» Task directions:
Can you edit the stretch from the start of the data through the line containing "[250, 374, 468, 580]" by replacing "visible in frame" with "shown in the image", keep everything else the same, and return only those lines without the pictures?

» Exercise material:
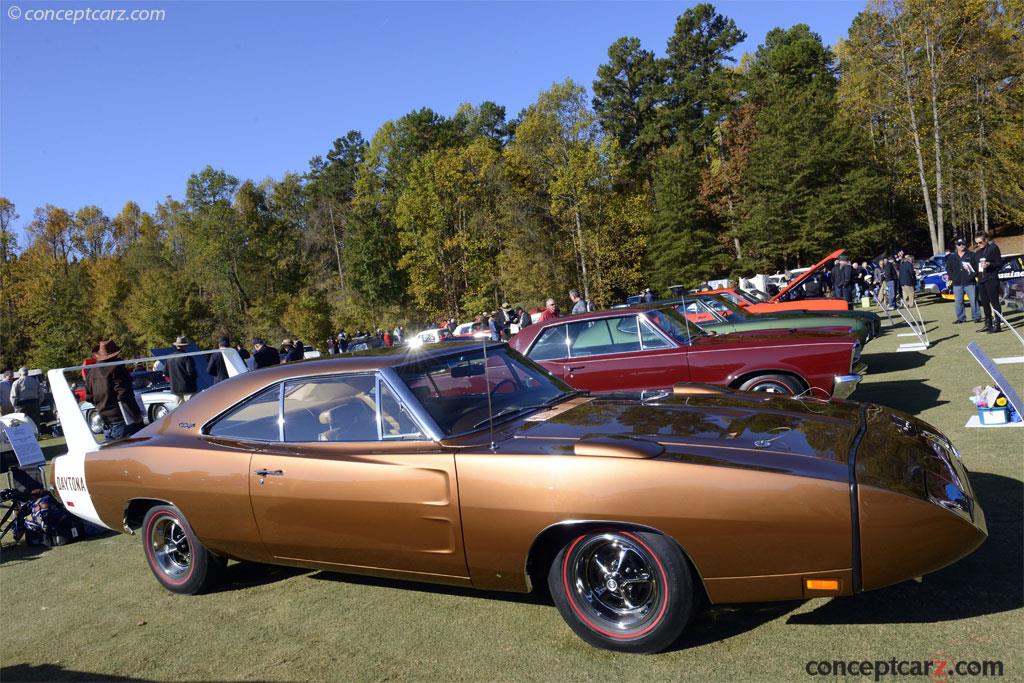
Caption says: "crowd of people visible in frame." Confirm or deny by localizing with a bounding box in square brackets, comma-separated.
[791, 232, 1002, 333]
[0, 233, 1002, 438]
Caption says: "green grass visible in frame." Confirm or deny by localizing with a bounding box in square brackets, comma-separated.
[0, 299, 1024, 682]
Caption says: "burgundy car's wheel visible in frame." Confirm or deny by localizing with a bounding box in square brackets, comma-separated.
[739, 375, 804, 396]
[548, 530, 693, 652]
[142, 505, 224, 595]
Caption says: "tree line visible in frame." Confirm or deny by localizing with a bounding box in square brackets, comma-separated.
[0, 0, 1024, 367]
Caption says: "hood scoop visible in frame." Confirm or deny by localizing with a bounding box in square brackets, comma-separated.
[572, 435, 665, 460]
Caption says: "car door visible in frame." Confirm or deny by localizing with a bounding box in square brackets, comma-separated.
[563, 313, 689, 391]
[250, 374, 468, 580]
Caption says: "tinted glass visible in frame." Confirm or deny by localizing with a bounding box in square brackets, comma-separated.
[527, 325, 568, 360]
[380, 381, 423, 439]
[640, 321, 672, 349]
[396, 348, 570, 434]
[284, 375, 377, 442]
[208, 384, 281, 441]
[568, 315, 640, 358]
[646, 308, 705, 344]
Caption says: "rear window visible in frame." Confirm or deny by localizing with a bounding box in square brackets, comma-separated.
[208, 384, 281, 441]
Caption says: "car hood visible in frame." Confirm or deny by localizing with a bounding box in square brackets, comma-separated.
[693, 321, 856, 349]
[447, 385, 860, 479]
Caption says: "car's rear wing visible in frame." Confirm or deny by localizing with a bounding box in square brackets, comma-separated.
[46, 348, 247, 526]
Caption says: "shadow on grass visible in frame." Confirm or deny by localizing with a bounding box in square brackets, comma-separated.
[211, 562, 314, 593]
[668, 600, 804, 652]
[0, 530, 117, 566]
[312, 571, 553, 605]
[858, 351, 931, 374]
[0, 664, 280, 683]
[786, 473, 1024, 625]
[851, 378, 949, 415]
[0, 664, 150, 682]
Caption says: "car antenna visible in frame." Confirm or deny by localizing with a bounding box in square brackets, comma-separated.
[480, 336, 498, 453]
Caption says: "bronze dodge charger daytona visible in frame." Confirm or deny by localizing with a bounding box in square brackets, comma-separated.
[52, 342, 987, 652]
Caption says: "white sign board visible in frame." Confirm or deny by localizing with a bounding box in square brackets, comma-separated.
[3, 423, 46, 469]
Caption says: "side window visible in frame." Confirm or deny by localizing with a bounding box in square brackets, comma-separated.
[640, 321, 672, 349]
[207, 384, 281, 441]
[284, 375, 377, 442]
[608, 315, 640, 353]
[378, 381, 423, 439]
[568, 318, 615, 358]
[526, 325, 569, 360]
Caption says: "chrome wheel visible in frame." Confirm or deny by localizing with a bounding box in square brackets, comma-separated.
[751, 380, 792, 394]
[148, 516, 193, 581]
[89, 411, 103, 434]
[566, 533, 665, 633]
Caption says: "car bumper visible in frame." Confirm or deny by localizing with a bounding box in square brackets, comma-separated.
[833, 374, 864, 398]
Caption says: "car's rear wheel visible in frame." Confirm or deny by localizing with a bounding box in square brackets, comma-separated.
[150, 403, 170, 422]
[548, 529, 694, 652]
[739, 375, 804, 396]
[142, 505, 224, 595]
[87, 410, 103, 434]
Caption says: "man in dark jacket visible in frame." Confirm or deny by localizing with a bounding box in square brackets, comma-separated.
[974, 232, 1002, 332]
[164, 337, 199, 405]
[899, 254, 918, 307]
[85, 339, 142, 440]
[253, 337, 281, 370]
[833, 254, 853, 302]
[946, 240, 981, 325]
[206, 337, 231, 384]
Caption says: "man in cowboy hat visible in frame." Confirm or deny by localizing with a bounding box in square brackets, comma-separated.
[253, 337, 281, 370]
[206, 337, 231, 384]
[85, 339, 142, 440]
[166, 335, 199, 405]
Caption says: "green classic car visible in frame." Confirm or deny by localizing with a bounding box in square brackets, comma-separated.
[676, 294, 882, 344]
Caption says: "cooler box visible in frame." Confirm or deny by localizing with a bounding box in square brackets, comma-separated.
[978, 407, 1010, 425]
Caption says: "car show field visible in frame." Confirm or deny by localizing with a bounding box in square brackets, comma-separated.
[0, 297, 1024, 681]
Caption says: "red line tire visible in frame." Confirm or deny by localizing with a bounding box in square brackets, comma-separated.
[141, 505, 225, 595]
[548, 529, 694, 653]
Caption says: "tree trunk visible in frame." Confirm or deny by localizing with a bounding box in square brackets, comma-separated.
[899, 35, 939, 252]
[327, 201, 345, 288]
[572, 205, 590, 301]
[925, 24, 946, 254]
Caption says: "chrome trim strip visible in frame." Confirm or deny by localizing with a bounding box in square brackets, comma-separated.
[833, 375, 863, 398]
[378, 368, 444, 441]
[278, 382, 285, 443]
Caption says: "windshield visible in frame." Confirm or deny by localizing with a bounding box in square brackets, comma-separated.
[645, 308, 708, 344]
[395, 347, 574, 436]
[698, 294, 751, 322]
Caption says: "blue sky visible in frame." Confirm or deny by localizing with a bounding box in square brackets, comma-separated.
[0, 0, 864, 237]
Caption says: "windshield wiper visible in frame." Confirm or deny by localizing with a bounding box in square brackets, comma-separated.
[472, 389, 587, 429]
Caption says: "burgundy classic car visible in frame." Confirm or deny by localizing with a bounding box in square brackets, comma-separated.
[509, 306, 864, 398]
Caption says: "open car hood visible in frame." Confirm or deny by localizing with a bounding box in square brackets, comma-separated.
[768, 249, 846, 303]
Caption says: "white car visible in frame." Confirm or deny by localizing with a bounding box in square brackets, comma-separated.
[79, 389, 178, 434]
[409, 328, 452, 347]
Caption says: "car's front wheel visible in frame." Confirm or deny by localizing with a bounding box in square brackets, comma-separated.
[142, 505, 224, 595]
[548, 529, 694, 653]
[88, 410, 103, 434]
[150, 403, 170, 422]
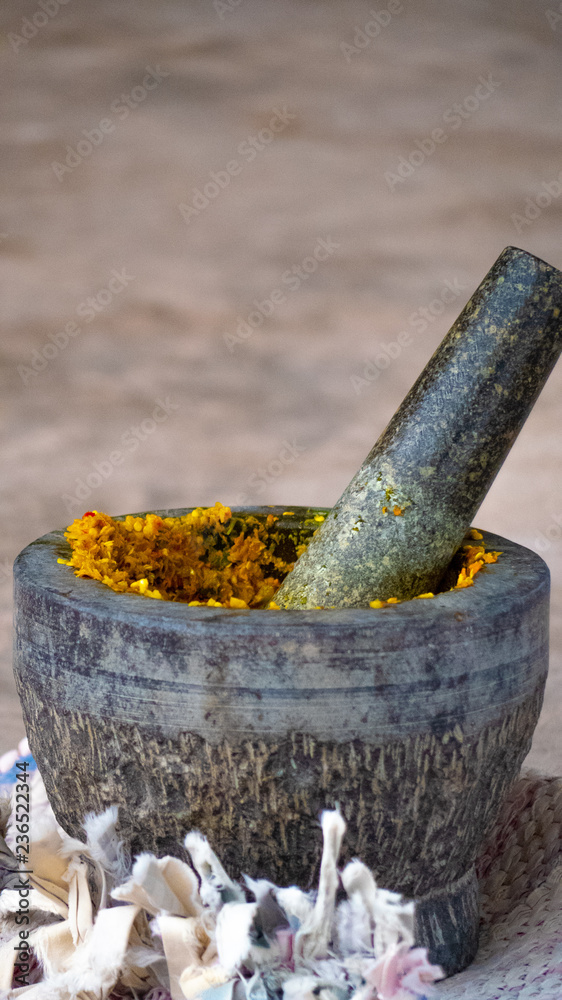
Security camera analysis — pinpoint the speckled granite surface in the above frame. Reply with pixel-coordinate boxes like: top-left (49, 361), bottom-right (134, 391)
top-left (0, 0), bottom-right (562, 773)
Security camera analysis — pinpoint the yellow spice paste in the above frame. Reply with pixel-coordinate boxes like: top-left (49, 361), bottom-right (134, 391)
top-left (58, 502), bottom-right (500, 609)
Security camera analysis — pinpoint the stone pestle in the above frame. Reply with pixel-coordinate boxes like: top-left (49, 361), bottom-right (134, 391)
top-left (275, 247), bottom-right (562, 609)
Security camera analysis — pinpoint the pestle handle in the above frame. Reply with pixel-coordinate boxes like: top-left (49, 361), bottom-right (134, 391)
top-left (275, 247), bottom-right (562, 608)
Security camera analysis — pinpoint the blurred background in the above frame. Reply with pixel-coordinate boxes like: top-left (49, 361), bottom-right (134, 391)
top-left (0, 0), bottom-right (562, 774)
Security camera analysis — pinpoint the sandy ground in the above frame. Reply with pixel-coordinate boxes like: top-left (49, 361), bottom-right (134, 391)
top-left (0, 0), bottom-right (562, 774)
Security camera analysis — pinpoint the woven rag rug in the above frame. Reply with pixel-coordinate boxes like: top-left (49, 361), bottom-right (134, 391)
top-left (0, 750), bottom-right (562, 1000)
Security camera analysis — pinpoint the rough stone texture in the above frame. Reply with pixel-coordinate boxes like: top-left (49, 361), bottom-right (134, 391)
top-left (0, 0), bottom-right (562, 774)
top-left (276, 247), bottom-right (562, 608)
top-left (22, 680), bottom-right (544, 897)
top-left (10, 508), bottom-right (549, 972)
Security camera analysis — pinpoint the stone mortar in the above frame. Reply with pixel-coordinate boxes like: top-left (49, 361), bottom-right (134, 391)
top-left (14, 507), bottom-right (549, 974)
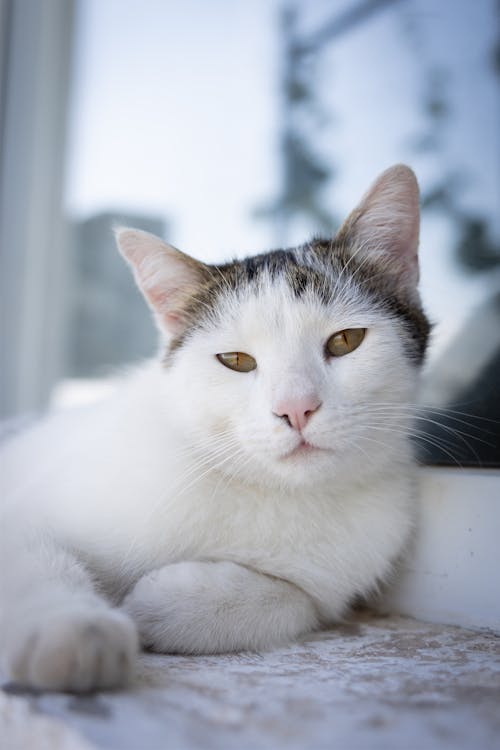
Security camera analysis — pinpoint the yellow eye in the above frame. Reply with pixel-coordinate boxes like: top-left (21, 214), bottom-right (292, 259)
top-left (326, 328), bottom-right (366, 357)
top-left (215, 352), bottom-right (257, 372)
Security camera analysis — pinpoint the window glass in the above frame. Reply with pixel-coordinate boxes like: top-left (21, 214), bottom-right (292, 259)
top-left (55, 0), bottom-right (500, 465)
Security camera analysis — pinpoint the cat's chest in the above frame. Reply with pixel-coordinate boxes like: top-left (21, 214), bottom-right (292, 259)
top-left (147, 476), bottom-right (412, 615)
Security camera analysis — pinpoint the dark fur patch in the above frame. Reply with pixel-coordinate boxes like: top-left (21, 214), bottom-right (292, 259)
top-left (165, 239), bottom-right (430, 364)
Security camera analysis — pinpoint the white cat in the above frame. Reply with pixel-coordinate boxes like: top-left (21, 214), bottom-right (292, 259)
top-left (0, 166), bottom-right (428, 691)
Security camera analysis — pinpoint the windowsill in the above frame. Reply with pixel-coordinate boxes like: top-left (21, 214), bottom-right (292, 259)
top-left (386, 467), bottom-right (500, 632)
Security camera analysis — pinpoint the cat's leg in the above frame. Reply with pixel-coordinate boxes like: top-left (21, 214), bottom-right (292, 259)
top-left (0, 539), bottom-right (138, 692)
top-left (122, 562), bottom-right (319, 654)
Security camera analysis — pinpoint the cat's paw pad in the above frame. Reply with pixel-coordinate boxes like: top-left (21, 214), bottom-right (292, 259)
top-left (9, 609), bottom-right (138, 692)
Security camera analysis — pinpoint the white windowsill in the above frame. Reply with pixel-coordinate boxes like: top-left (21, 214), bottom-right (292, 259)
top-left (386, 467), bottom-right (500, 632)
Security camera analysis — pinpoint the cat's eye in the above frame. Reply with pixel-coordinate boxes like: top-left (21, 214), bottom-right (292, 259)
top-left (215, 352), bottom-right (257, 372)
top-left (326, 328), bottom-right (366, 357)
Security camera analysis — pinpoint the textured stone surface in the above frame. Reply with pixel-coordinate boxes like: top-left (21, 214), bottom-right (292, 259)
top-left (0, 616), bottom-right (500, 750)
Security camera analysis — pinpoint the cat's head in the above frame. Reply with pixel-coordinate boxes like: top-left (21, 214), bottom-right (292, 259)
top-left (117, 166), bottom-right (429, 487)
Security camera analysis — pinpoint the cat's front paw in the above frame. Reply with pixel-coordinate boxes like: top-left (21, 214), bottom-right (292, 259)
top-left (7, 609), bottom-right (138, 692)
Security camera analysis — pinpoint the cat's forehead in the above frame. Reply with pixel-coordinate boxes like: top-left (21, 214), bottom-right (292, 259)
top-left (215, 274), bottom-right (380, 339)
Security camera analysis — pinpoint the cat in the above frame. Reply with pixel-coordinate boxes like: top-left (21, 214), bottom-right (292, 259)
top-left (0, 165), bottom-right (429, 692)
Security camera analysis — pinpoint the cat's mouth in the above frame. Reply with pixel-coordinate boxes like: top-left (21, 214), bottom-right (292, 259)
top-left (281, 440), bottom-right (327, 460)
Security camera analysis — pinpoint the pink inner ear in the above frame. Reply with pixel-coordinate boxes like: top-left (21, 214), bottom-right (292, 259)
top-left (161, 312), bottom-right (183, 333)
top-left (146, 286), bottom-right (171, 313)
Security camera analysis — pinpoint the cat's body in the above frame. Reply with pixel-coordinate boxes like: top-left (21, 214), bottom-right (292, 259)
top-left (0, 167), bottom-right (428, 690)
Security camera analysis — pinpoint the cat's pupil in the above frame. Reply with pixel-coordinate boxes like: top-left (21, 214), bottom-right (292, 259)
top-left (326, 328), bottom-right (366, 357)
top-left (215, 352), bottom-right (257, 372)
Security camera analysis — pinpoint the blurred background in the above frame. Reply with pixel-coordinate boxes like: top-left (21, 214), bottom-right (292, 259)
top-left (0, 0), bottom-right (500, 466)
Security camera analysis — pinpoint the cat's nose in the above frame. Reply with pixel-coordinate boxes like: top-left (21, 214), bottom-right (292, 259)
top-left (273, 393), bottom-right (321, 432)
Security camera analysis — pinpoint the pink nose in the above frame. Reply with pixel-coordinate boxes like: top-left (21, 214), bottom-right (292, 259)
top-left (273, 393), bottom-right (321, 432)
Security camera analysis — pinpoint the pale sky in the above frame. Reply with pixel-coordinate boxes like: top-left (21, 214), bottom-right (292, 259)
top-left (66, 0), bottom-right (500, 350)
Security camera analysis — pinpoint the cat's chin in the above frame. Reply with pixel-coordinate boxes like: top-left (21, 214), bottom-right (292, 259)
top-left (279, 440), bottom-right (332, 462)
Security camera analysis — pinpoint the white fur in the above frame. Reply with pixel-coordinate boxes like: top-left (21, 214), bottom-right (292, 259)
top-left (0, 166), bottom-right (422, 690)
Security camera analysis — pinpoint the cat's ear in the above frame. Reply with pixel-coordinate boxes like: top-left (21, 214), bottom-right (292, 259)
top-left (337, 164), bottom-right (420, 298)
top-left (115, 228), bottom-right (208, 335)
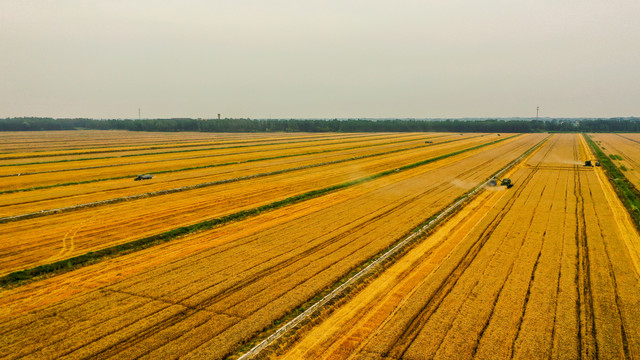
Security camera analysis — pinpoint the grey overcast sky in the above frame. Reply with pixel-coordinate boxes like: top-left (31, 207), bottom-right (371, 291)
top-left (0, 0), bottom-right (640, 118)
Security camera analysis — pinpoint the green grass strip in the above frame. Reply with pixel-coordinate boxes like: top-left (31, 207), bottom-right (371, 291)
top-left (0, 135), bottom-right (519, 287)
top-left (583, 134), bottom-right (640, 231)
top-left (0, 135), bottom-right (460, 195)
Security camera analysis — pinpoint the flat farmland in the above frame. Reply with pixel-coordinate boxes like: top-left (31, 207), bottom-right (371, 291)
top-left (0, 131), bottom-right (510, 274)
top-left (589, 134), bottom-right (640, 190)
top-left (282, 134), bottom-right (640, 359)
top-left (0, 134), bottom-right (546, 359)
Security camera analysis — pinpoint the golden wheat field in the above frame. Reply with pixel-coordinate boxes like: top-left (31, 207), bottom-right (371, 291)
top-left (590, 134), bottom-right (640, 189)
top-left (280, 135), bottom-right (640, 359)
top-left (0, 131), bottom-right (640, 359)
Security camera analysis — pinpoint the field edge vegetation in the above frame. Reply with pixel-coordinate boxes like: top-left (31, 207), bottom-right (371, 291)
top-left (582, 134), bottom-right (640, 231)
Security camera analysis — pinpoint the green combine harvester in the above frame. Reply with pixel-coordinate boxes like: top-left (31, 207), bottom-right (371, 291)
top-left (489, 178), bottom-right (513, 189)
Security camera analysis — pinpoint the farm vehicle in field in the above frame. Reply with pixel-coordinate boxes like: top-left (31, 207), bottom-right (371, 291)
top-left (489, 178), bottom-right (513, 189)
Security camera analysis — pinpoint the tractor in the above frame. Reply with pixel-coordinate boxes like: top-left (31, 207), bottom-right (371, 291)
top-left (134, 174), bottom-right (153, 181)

» Written solution:
Caption says: "crowd of people shown in the image." Confirm or deny by localizing with a bounding box in square brackets, comma-separated.
[791, 232, 1002, 333]
[0, 233, 1002, 438]
Caption says: "green grass shown in the image." Confirm or deny by localizing with a bounding box in square brackets, comma-separated.
[0, 299, 1024, 682]
Caption says: "burgundy car's wheel shown in the image." Confirm or deny by localizing with a bounding box in square brackets, comma-separated.
[739, 375, 804, 396]
[548, 530, 693, 652]
[142, 505, 224, 595]
Caption says: "tree line shown in the image." Confirm or deny by localizing with a bounding box in square brackets, comma-separated.
[0, 0, 1024, 367]
Caption says: "hood scoop shown in the image." Confirm or deny by localizing with a bounding box in square brackets, comma-separated.
[572, 435, 665, 460]
Caption says: "car door shown in the image." Confirm or deny by localizing with a bounding box in square brackets, comma-separated.
[563, 313, 689, 391]
[250, 374, 468, 580]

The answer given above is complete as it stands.